--- Extract ---

Michigan Terminal System Archive - emersonrsantos
http://archive.michigan-terminal-system.org

======
ghshephard
I spent 3/4 of my Undergraduate life on MTS, and _Forum was basic the social
hub of a large chunk of nerdy students (myself included). The fact that that
MTS VT100 and IBM terminals were all over the place (Literally Terminals -
great, big 20 pound CRT monstrosities that had been in place for 10+ years) -
meant you could login for just a few minutes anywhere on campus - kind of a
precursor to todays mobility (as long as you were on campus).

Being able to print your big 500 page print job on the Central Laser Printer,
and having it wait for you in your output box (I was XGEC), was also pretty
awesome - and it provided 24x7 jobs for the people working in the Computing
Center.

It's kind of a shame that I never really used/learned the system the same way
I did with Unix - I really treated it like a large BBS environment, that I
could also do some programming homework on.

But, time moved on, and by 1992/1993, MTS was starting to show it's age, and
our researchers and faculty were becoming increasingly annoyed at the "IT
Managers" who literally refused to take direction - as though the system was
run for _their* benefit, instead of the campus benefit.

--- Supplied data ---
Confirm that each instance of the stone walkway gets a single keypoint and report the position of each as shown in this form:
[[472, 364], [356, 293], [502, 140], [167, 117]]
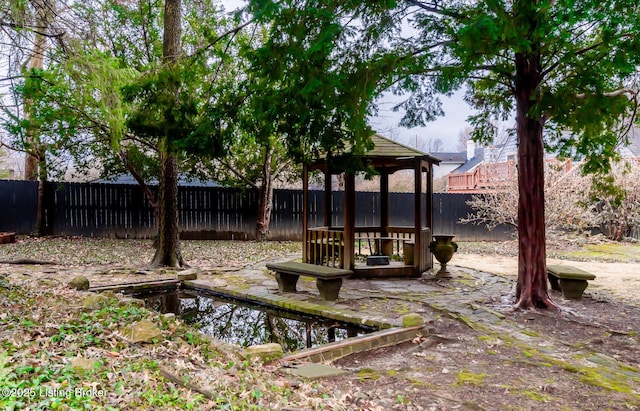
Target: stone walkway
[[473, 297]]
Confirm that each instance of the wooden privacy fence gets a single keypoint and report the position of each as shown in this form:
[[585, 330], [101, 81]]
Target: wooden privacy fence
[[109, 210]]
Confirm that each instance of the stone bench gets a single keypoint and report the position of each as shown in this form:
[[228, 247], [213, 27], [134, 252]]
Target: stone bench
[[328, 279], [571, 281]]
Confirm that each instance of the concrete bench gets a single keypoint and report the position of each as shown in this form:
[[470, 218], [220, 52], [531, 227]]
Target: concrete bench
[[571, 281], [328, 279]]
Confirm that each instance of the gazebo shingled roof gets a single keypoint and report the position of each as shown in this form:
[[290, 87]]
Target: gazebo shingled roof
[[386, 157]]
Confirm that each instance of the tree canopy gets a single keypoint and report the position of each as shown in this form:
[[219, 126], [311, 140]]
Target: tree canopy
[[556, 65]]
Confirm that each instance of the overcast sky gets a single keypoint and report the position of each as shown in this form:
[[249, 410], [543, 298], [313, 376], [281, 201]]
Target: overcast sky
[[387, 122]]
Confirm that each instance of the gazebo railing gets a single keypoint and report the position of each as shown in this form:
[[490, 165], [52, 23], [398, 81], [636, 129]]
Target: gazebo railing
[[324, 246], [372, 240]]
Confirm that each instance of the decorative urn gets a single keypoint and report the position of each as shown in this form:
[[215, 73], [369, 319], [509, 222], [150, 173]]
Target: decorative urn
[[443, 248]]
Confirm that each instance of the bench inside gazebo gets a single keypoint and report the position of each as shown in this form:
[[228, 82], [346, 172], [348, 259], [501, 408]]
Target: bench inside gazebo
[[390, 251]]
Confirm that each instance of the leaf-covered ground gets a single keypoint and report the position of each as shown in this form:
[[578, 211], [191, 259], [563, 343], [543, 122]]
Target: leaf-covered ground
[[59, 350]]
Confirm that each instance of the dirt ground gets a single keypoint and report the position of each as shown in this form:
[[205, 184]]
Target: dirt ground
[[583, 357]]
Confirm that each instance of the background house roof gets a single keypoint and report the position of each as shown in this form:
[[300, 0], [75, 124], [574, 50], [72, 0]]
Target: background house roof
[[451, 157]]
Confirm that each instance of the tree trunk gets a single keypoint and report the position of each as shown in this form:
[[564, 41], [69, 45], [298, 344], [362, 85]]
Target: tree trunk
[[266, 199], [42, 179], [531, 290], [168, 251], [42, 11]]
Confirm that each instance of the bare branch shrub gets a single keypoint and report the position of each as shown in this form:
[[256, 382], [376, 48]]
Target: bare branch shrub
[[615, 201], [566, 194], [573, 201]]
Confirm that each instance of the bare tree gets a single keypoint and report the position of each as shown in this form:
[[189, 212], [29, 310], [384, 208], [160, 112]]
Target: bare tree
[[566, 197], [464, 135]]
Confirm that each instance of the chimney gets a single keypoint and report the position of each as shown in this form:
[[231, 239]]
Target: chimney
[[471, 149]]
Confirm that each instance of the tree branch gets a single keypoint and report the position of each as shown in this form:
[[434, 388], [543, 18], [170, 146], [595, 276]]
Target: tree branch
[[611, 94], [124, 156], [433, 8], [239, 174]]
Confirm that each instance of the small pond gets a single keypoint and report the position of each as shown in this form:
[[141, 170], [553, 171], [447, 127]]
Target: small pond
[[246, 323]]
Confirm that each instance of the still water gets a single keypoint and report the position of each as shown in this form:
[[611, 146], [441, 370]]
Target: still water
[[243, 323]]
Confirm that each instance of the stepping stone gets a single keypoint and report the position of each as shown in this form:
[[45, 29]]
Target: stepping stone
[[315, 371]]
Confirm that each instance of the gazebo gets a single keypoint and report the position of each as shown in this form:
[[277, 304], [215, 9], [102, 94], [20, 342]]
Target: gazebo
[[393, 251]]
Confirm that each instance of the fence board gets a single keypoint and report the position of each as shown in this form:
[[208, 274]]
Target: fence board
[[109, 210]]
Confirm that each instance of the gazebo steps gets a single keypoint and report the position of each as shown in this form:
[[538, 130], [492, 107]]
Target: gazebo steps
[[394, 269]]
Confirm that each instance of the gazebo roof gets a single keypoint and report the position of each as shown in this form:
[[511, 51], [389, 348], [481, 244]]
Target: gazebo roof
[[387, 154]]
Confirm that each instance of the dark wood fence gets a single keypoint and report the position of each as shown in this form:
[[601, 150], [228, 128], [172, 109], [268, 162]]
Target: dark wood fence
[[108, 210]]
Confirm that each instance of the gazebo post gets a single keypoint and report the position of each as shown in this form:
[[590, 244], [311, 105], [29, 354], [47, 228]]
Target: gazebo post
[[429, 211], [386, 246], [349, 220], [305, 212], [417, 253], [327, 198], [384, 202]]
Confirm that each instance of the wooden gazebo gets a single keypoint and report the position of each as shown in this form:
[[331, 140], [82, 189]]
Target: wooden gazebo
[[393, 251]]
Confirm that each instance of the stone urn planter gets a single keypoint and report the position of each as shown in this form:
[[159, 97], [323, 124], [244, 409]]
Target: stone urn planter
[[443, 248], [7, 238]]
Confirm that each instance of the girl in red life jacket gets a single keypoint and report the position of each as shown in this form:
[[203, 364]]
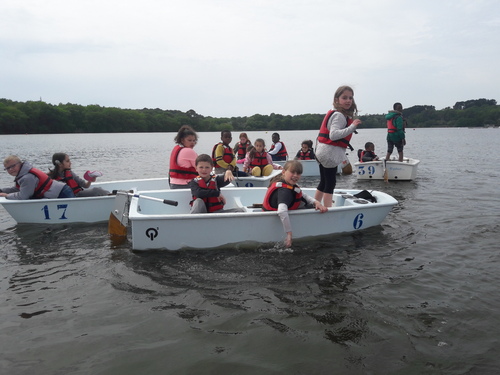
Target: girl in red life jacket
[[241, 148], [333, 139], [62, 172], [258, 161], [306, 151], [284, 194], [182, 167], [205, 188]]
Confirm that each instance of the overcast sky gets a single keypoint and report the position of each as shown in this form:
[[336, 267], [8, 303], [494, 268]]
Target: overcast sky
[[227, 58]]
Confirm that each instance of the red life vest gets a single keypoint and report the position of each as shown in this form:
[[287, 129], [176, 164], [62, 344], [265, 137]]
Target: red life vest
[[227, 156], [176, 171], [324, 134], [44, 183], [259, 160], [266, 205], [69, 180], [213, 203], [305, 155], [242, 149], [391, 128], [282, 152]]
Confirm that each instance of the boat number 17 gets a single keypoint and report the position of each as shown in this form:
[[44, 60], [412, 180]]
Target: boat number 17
[[62, 207]]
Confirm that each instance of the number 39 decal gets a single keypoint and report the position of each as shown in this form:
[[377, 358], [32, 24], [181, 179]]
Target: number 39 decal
[[362, 170]]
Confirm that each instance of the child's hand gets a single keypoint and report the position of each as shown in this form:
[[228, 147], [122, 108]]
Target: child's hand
[[288, 239], [318, 206], [222, 199]]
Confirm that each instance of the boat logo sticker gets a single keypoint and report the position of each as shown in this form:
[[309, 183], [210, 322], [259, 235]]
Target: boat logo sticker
[[152, 233]]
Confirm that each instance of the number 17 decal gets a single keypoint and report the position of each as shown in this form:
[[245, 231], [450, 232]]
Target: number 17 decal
[[63, 207]]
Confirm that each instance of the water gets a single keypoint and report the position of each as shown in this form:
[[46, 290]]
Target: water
[[417, 295]]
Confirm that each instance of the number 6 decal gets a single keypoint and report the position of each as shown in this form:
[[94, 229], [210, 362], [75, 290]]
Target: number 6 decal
[[358, 221]]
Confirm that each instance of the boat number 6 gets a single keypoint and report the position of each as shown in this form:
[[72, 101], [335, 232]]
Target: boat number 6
[[63, 207], [358, 221]]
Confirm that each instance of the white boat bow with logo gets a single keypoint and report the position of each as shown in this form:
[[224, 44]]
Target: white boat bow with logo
[[159, 226]]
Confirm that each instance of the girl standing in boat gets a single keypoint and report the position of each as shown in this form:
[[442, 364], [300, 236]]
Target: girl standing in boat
[[284, 194], [183, 158], [62, 172], [258, 162], [333, 139]]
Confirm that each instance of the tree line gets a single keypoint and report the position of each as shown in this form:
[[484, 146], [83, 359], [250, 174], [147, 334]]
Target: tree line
[[38, 117]]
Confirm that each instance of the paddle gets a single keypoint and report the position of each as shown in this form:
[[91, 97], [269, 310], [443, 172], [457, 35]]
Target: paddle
[[165, 201], [386, 173], [118, 218]]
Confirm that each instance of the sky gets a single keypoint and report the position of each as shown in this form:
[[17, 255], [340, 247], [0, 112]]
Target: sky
[[225, 58]]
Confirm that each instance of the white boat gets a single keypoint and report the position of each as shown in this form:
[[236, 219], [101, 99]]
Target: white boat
[[95, 209], [158, 226], [311, 167], [76, 210], [396, 170]]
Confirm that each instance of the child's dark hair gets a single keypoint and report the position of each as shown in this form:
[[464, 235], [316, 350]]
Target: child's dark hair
[[253, 150], [307, 142], [57, 160], [290, 165], [204, 158], [351, 111], [183, 132]]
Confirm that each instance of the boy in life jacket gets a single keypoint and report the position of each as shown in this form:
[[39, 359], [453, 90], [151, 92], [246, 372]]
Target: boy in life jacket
[[284, 194], [222, 154], [81, 187], [306, 151], [278, 150], [205, 188], [32, 183], [395, 131], [368, 154], [241, 148], [258, 162]]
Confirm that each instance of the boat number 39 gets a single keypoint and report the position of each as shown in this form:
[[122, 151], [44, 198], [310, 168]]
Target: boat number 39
[[369, 169], [61, 209], [358, 221]]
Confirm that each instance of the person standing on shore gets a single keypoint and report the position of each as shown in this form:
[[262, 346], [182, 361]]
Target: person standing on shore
[[333, 139], [395, 131]]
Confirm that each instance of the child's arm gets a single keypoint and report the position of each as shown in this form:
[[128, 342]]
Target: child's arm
[[285, 220]]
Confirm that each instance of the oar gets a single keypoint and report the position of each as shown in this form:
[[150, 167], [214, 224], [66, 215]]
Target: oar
[[165, 201], [118, 218], [386, 173]]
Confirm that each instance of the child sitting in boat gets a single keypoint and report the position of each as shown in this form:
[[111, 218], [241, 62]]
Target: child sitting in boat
[[223, 156], [368, 154], [258, 161], [62, 172], [241, 148], [31, 183], [284, 194], [206, 187], [306, 151]]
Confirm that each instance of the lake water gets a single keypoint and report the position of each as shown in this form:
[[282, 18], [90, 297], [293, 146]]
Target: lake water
[[416, 295]]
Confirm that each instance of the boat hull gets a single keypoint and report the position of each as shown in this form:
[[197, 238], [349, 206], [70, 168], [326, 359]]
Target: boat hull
[[76, 210], [157, 226], [396, 170]]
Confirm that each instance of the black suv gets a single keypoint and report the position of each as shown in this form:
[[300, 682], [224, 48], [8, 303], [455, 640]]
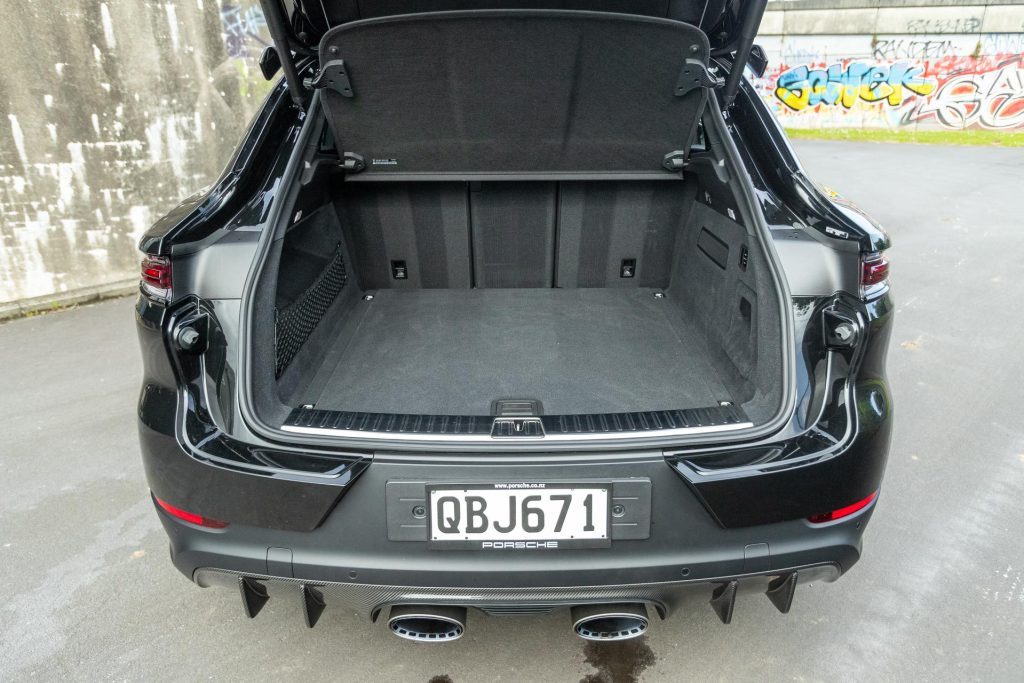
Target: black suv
[[514, 308]]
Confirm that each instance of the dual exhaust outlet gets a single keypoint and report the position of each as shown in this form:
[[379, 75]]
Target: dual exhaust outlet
[[433, 624]]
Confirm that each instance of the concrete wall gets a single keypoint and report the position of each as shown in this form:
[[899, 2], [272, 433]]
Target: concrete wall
[[895, 63], [111, 113]]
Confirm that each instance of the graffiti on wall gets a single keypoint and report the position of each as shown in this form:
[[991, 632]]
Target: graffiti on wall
[[245, 29], [982, 97], [847, 84], [925, 88]]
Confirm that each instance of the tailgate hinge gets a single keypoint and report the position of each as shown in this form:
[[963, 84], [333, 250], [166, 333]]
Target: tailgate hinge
[[695, 74], [334, 76]]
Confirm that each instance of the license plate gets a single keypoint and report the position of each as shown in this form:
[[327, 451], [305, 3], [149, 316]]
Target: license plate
[[518, 516]]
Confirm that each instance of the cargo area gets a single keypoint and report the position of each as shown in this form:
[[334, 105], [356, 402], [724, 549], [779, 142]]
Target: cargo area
[[589, 297], [516, 206]]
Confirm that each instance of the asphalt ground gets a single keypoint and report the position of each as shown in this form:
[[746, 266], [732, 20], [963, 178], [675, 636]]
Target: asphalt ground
[[87, 591]]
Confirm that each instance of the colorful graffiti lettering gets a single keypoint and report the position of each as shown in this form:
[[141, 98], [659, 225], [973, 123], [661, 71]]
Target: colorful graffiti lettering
[[949, 91], [989, 99], [802, 88]]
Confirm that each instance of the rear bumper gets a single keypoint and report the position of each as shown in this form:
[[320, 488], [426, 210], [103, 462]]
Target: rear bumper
[[371, 599], [350, 556]]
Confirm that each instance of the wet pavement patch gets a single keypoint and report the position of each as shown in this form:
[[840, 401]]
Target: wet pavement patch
[[621, 662]]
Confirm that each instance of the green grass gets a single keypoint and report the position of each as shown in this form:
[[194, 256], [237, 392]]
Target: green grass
[[987, 137]]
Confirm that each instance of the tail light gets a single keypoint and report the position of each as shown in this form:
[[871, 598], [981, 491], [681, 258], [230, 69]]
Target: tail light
[[156, 276], [873, 272], [189, 517], [842, 512]]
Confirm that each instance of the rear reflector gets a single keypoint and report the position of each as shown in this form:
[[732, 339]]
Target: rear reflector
[[189, 517], [842, 512], [873, 270], [157, 276]]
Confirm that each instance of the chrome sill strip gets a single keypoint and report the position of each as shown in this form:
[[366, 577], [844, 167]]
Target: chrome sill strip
[[477, 438]]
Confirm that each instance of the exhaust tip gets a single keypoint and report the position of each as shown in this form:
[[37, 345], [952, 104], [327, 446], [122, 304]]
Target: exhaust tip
[[608, 623], [427, 624]]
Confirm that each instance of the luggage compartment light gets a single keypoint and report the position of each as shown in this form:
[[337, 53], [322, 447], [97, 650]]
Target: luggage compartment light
[[873, 271], [842, 512], [156, 276], [189, 517]]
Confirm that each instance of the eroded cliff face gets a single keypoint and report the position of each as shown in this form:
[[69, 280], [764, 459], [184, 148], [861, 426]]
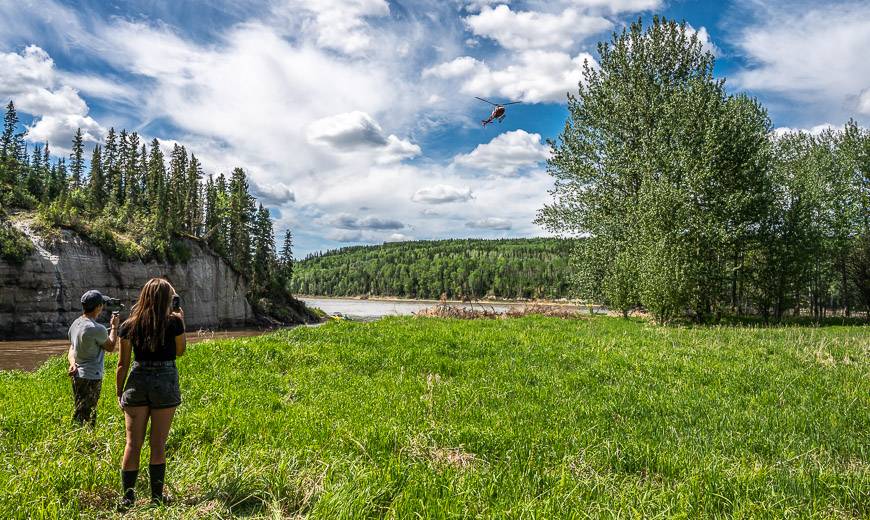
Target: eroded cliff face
[[41, 298]]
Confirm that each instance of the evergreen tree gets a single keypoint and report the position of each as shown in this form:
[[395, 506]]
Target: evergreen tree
[[132, 173], [176, 189], [286, 258], [77, 160], [193, 203], [263, 259], [241, 216], [110, 167], [8, 148], [96, 182], [121, 164], [7, 141], [155, 179], [35, 179]]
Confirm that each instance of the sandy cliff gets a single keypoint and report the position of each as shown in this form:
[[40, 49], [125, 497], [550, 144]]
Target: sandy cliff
[[41, 297]]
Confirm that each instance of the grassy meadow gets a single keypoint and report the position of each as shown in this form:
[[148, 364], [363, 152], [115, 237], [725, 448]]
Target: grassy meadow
[[436, 418]]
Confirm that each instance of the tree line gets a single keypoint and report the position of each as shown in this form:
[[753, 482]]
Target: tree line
[[692, 205], [467, 268], [134, 203]]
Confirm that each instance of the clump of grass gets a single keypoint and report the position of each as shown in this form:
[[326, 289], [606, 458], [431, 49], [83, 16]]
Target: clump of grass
[[533, 417]]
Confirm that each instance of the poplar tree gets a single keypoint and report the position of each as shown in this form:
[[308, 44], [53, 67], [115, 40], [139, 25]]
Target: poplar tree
[[654, 164]]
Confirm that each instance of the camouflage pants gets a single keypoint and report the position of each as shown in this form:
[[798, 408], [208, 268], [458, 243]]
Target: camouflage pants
[[86, 393]]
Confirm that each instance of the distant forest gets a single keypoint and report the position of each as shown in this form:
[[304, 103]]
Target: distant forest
[[508, 268], [134, 204]]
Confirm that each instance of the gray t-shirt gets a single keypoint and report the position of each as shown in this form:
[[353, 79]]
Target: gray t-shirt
[[87, 338]]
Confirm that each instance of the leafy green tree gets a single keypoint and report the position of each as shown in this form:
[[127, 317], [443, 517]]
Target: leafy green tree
[[653, 166]]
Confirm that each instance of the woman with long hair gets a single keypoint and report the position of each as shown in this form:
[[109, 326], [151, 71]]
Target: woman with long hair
[[154, 333]]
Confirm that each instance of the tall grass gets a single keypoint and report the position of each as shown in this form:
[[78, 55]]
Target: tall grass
[[531, 417]]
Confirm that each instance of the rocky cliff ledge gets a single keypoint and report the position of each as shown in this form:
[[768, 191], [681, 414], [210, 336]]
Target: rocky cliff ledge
[[40, 298]]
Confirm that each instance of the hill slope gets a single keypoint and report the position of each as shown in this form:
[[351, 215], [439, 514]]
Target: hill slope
[[508, 268]]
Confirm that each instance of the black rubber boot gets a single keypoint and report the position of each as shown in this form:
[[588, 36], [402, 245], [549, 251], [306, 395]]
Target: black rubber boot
[[128, 484], [157, 472]]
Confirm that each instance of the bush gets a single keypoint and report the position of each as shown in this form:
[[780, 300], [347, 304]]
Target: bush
[[14, 245]]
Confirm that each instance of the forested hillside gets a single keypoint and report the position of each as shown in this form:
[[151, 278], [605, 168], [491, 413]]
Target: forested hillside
[[516, 268], [134, 204], [693, 205]]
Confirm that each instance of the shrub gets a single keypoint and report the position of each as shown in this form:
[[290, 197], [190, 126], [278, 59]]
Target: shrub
[[14, 245]]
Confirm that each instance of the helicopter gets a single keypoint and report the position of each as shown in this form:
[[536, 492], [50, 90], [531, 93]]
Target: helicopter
[[498, 112]]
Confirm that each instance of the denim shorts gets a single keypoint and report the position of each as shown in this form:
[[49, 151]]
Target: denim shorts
[[153, 384]]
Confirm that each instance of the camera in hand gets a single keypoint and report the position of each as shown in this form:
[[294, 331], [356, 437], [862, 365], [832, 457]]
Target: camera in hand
[[113, 304]]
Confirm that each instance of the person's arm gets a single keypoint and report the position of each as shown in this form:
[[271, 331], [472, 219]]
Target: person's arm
[[181, 339], [112, 341], [71, 357], [123, 367]]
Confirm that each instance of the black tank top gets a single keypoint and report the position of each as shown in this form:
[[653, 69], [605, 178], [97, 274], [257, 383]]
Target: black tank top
[[166, 352]]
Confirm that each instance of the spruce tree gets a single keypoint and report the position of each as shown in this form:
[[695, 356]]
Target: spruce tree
[[110, 166], [77, 160], [121, 162], [241, 216], [176, 192], [154, 183], [8, 147], [7, 141], [132, 175], [35, 180], [193, 199], [96, 182], [264, 250], [286, 258]]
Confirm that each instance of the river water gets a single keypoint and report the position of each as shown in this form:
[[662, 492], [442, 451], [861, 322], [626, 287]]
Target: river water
[[30, 354]]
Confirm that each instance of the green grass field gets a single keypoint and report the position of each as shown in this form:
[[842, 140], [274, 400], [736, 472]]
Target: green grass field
[[522, 418]]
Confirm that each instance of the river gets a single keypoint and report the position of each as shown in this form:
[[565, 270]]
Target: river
[[371, 309], [30, 354]]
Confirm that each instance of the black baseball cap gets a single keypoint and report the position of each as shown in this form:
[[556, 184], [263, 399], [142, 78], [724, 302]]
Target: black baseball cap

--- Work to do ---
[a] Reproduce the Michigan Terminal System thread between "Being able to" and "the campus benefit.", inclusive.
[b] In the entries, from their first line through the line containing "[[328, 279], [571, 281]]", swap "stone bench" for "granite bench" and give back only those lines, otherwise unchanged and with the pictures left out.

--- Responses ---
[a]
Being able to print your big 500 page print job on the Central Laser Printer,
and having it wait for you in your output box (I was XGEC), was also pretty
awesome - and it provided 24x7 jobs for the people working in the Computing
Center.

It's kind of a shame that I never really used/learned the system the same way
I did with Unix - I really treated it like a large BBS environment, that I
could also do some programming homework on.

But, time moved on, and by 1992/1993, MTS was starting to show it's age, and
our researchers and faculty were becoming increasingly annoyed at the "IT
Managers" who literally refused to take direction - as though the system was
run for _their* benefit, instead of the campus benefit.

[b]
Confirm that each instance of the stone walkway gets a single keypoint and report the position of each as shown in this form:
[[472, 364], [356, 293], [502, 140], [167, 117]]
Target: stone walkway
[[473, 297]]
Confirm that each instance of the wooden privacy fence gets a single keypoint and report the position of each as shown in this form:
[[585, 330], [101, 81]]
Target: wooden privacy fence
[[109, 210]]
Confirm that each instance of the granite bench gets a single keypoint and report the position of each as shown in this form:
[[228, 247], [213, 27], [134, 252]]
Target: granite bench
[[328, 279], [571, 281]]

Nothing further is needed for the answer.